◆ Source extract ◆
She reasonably concluded that this Court has no jurisdiction over any of the causes of action advanced by the Plaintiff.
[43] As a public servant whose employment is governed by a collective agreement, the remedies available to the Plaintiff for employment issues are governed by the Act. The Act bars a right of action and requires an employee, such as the Plaintiff, to pursue a remedy by means of the grievance process.
[44] This Court’s lack of jurisdiction is determinative. I agree with the conclusion of the Associate Judge in this regard.
[45] I refer to the decision of the Federal Court of Appeal in Inuksuk I (The Ship) et al v. Sealand Marine Electronics Sales and Services Ltd., 2023 FCA 170 where the Court said the following at paragraph 38:
In addition, as mentioned, the jurisdiction of the Federal Court to deal with the crossclaim of the appellants is a key preliminary issue. Parties cannot consent to the court having jurisdiction. It follows that their non-contestation on a question regarding the jurisdiction over a subject matter cannot confer jurisdiction on a court which it does not have…
[46] Here the Federal Court of Appeal confirmed that the jurisdiction of the Court cannot be conferred by consent.
[47] The Plaintiff argues that the Associate Judge erred in failing to consider the “exceptional”
circumstances of his situation, where he alleges that he suffered harassment and discrimination for many years.
[48] The Associate Judge did not ignore the Plaintiff’s submissions in this regard. I refer to paragraphs 29 and 30 of her Reasons, as follow:
[29] Relying on Bron and Canada v. Greenwood, 2021 FCA 186 [Greenwood] Mr. Haynes contends that the exceptional circumstances of his case justify that his Claim be allowed to proceed. He argues that the fact that the Court has granted both his applications for judicial review, and that his 2021 Grievance has again been remitted back for reconsideration is “a clear and obvious indication” that the grievance process has failed to provide him with any remedies or redress such that it is appropriate for the Court to hear his Claim.

◆ Data listing ◆
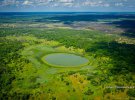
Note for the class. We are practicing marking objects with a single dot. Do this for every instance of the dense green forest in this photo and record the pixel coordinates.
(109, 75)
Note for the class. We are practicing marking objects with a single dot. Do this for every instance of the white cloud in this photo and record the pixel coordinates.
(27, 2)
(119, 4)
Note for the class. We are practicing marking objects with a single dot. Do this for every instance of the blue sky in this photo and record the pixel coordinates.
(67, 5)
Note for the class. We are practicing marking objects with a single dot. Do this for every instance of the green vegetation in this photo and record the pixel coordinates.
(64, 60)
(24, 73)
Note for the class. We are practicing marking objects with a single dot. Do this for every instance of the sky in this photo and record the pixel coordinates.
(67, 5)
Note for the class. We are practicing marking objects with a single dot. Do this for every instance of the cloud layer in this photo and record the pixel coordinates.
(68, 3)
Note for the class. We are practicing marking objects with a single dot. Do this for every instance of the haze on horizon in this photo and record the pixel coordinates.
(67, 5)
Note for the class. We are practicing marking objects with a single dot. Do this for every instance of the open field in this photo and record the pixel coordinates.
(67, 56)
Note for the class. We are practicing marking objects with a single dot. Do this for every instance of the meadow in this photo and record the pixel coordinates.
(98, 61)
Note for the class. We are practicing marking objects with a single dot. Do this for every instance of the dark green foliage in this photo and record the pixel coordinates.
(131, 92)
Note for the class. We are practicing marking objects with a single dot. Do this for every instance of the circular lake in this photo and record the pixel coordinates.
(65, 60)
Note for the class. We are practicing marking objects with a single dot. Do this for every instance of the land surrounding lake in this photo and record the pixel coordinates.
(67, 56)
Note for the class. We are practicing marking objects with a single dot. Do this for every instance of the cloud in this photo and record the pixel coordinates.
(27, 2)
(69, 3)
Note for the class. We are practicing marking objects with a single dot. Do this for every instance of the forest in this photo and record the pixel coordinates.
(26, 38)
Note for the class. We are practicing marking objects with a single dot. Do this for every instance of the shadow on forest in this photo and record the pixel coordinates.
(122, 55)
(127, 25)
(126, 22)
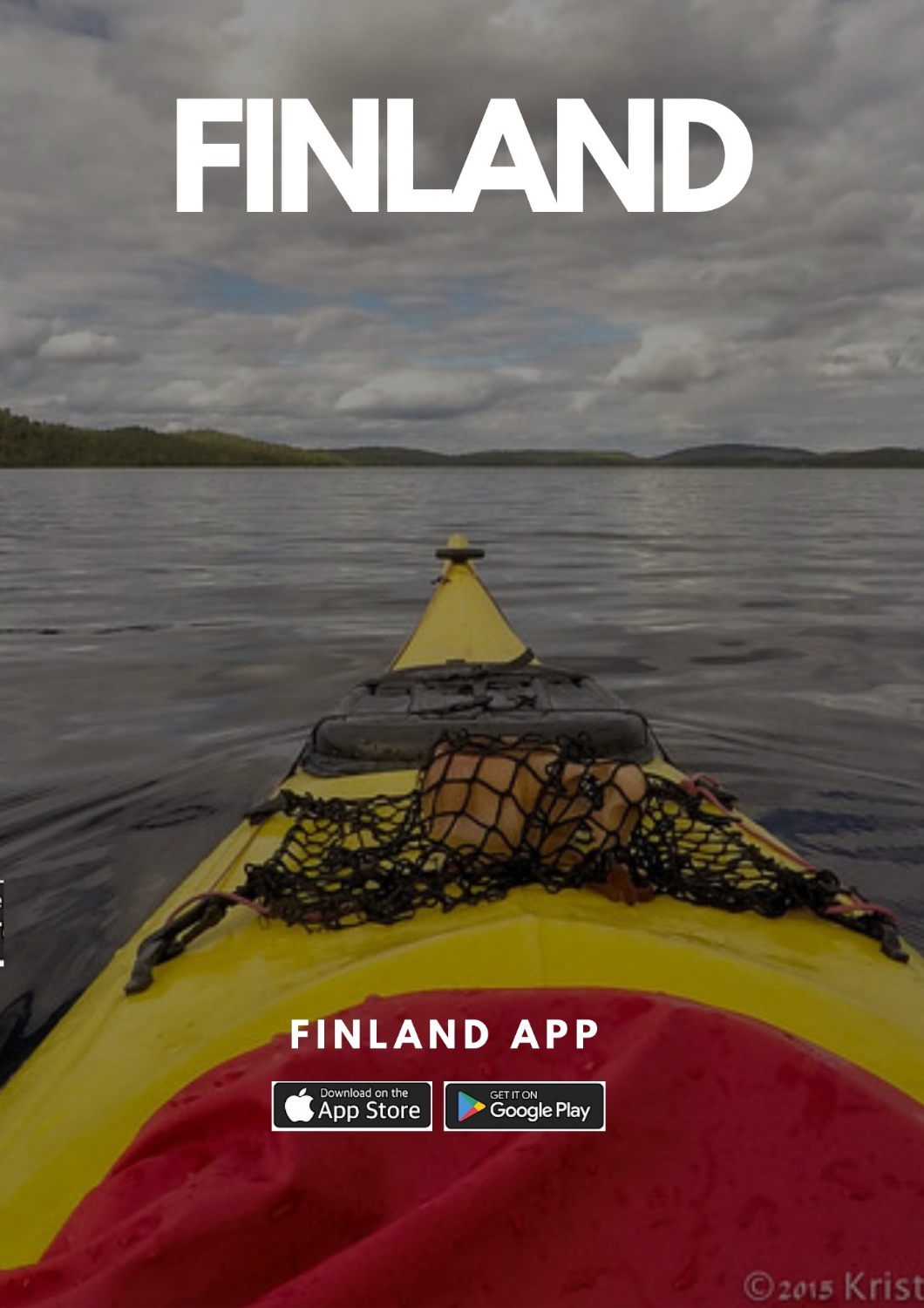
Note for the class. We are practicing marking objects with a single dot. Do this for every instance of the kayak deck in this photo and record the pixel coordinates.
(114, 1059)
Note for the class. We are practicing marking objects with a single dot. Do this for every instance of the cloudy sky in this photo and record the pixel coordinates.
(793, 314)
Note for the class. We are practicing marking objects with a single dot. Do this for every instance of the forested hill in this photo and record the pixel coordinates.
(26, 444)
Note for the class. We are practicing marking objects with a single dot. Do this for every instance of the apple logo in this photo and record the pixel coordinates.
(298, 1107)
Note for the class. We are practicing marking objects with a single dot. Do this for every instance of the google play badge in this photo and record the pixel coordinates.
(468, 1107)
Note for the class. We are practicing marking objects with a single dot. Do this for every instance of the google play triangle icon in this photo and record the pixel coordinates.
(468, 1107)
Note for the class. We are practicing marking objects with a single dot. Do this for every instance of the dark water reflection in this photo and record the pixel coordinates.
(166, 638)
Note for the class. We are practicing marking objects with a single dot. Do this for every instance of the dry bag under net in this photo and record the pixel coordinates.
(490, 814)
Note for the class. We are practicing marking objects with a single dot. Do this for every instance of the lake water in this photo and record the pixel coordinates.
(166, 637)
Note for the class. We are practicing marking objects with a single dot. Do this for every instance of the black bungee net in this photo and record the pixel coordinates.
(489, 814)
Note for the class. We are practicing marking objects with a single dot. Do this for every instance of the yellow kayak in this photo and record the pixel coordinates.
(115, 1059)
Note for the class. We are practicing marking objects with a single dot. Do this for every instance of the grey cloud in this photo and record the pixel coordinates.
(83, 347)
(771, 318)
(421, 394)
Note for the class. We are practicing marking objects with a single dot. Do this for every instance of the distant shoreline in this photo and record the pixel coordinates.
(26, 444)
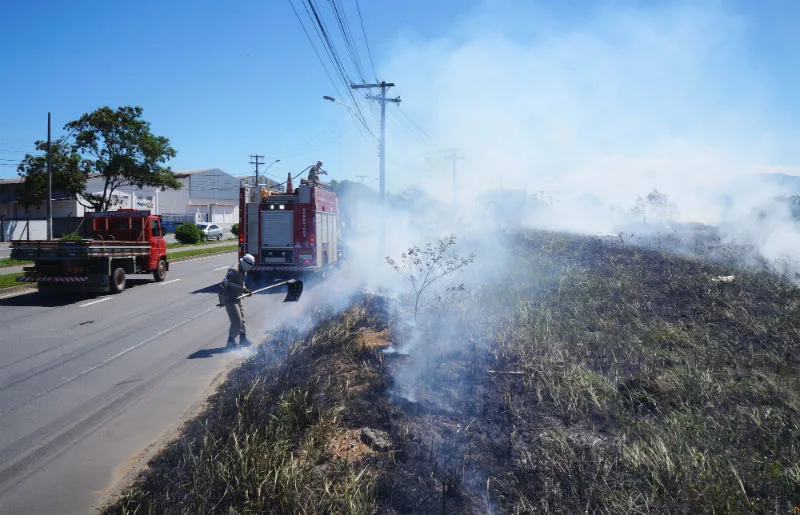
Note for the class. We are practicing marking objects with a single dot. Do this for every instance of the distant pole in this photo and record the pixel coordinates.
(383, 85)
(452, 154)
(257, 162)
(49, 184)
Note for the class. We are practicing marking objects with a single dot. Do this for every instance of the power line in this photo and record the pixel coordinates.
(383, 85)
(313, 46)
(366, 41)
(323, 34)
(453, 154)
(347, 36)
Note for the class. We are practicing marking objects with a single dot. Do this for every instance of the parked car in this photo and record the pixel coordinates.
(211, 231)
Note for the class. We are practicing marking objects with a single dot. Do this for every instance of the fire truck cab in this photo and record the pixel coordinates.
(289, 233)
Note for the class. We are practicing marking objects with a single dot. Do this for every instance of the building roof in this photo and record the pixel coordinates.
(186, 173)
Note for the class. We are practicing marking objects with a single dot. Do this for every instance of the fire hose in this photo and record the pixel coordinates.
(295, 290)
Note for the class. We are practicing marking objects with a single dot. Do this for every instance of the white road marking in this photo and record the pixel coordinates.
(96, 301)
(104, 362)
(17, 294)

...

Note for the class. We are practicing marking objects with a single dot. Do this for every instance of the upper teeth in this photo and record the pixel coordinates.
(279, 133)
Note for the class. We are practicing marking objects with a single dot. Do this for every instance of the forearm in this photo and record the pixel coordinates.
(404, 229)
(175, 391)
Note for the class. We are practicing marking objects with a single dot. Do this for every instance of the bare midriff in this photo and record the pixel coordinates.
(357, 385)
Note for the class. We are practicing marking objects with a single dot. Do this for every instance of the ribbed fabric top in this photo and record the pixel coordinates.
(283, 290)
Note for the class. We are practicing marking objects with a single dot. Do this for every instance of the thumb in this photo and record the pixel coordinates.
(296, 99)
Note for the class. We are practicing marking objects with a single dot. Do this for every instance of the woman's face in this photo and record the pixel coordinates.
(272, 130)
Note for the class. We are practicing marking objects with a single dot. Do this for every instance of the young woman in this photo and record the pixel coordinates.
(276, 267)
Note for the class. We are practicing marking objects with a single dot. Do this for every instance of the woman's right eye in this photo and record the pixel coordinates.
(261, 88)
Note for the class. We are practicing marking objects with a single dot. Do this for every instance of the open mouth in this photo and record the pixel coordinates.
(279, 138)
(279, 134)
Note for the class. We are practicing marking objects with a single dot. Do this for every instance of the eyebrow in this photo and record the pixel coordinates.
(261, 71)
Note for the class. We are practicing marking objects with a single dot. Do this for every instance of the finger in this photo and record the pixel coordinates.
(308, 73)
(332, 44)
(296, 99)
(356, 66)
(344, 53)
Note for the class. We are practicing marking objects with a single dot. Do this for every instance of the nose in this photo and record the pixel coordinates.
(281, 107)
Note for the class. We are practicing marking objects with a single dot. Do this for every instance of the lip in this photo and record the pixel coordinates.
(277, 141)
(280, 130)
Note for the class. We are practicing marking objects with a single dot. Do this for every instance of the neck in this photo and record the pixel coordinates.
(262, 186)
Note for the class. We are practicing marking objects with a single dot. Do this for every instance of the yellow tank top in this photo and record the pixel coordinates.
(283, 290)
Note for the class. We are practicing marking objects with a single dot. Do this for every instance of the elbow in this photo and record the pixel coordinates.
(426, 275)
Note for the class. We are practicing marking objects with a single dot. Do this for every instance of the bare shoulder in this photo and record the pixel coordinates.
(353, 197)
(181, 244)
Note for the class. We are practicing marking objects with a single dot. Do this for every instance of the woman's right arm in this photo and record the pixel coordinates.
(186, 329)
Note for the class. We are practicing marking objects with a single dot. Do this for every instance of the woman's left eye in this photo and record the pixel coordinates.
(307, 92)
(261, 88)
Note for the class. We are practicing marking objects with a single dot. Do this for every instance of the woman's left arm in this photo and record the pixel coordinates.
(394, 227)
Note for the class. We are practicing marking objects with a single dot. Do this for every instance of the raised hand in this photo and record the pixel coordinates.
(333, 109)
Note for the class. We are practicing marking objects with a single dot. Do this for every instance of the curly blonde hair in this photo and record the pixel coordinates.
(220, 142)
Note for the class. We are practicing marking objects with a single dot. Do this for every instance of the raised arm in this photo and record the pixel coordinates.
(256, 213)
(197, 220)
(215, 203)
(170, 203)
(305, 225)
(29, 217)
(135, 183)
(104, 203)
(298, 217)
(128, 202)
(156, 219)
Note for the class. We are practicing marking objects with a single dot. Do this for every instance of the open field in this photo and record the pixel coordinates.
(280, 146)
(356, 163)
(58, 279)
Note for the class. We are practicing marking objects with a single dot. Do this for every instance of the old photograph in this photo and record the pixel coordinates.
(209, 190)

◆ Written instruction ◆
Repeat word for word everything in the court decision from "She reasonably concluded" down to "the grievance process.". The records play no part in the work here.

◆ Result of the exercise ◆
She reasonably concluded that this Court has no jurisdiction over any of the causes of action advanced by the Plaintiff.
[43] As a public servant whose employment is governed by a collective agreement, the remedies available to the Plaintiff for employment issues are governed by the Act. The Act bars a right of action and requires an employee, such as the Plaintiff, to pursue a remedy by means of the grievance process.